Stated problem. Rewrite the lines below, substituting "red flag" for each occurrence of "orange flag" and leaving everything else as it is.

>> Start Input for this task

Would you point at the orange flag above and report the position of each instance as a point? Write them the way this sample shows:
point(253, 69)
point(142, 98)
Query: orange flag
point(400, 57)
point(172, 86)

>> End Input for this task

Final result.
Would you point at the red flag above and report the position of each instance as a point? Write them the way this sample shows:
point(253, 69)
point(142, 98)
Query: red flag
point(400, 57)
point(172, 86)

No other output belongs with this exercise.